> INPUT MATERIAL:
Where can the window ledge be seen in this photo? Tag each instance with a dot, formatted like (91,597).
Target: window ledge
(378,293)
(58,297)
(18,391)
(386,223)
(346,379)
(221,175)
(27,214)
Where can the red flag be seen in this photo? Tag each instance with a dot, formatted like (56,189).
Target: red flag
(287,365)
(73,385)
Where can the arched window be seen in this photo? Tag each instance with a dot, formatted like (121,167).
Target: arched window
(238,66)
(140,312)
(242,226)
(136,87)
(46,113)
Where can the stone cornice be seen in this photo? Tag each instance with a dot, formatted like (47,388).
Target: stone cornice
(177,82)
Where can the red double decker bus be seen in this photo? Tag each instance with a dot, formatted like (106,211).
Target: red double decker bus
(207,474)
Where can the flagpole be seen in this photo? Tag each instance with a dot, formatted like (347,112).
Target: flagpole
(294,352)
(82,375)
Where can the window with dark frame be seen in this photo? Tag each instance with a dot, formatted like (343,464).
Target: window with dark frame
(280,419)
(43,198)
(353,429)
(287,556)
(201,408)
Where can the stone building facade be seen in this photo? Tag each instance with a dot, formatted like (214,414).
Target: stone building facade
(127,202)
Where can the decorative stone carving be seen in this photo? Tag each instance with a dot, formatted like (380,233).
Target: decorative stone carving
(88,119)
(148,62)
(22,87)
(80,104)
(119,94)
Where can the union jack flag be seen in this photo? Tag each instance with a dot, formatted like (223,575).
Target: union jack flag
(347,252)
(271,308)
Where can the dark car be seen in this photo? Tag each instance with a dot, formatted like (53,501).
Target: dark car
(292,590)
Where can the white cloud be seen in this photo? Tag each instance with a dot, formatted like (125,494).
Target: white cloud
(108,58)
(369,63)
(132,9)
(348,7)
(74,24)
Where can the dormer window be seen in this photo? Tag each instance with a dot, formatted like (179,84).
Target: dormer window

> EXERCISE REQUIREMENTS:
What is needed is each line of the entries that contains the word "dormer".

> RESULT FOR THIS TASK:
Where can the dormer window be seen in this photo? Tag each instance with a dot, formatted like (179,84).
Target: dormer window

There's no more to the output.